THE INPUT:
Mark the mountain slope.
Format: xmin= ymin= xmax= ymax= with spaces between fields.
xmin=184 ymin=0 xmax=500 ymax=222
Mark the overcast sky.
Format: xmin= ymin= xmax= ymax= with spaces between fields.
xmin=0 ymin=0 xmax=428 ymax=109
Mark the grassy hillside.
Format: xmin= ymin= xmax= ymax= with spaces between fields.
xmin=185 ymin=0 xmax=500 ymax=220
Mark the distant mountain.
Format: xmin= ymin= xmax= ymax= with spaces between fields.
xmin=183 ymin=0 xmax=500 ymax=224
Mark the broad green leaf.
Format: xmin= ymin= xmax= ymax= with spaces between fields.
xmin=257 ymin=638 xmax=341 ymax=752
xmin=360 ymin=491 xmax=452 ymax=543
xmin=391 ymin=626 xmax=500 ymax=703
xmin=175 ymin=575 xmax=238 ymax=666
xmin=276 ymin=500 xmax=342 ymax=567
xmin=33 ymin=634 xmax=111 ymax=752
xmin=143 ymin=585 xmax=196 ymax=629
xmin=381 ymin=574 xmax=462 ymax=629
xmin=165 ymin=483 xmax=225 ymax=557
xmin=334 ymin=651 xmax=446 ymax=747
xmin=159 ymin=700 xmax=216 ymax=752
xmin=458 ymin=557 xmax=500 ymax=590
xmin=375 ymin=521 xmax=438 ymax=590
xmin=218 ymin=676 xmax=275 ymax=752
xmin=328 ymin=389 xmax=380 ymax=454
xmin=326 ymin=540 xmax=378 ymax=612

---

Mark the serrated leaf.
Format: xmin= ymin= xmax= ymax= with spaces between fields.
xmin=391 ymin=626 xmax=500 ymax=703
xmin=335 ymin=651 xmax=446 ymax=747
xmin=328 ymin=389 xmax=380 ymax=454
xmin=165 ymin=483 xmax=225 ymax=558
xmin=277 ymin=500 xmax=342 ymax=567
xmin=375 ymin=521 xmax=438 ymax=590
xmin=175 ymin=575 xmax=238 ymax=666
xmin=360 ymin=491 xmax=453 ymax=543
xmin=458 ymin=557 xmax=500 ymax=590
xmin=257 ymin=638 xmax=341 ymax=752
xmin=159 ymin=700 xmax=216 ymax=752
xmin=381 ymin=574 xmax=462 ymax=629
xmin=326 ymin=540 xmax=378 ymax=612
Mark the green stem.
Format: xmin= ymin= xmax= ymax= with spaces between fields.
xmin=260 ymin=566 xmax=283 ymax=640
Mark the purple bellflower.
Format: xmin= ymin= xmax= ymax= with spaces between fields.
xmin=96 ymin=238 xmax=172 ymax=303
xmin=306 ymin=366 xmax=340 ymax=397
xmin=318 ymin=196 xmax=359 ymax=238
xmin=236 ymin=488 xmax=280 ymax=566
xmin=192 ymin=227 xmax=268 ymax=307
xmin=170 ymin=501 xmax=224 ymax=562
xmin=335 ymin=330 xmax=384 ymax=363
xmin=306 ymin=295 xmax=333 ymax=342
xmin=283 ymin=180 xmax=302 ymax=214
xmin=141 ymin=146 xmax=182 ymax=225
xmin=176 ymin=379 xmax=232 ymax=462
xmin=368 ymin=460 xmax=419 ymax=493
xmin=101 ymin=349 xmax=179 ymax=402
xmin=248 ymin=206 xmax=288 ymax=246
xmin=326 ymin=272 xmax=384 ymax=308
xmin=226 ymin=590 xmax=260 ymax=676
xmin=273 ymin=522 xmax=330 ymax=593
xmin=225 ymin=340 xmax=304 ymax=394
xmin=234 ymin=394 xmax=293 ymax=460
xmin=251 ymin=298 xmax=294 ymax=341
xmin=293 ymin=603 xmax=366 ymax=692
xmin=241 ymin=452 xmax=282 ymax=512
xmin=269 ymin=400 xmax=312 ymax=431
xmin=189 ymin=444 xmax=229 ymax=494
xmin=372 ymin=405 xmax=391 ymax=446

WORK TO DO:
Please set down, word for word, the lines of the material between the line holding "Mark the mountain slope." and the line holding "xmin=185 ymin=0 xmax=500 ymax=220", inclusive.

ANSWER TO THE TASK:
Mark the mountain slope.
Format: xmin= ymin= xmax= ymax= with spaces between fields.
xmin=184 ymin=0 xmax=500 ymax=222
Mark the overcast sky.
Format: xmin= ymin= xmax= ymax= with spaces between fields.
xmin=0 ymin=0 xmax=428 ymax=109
Mark the grassy hillside.
Format: xmin= ymin= xmax= ymax= with spaces between fields.
xmin=185 ymin=0 xmax=500 ymax=220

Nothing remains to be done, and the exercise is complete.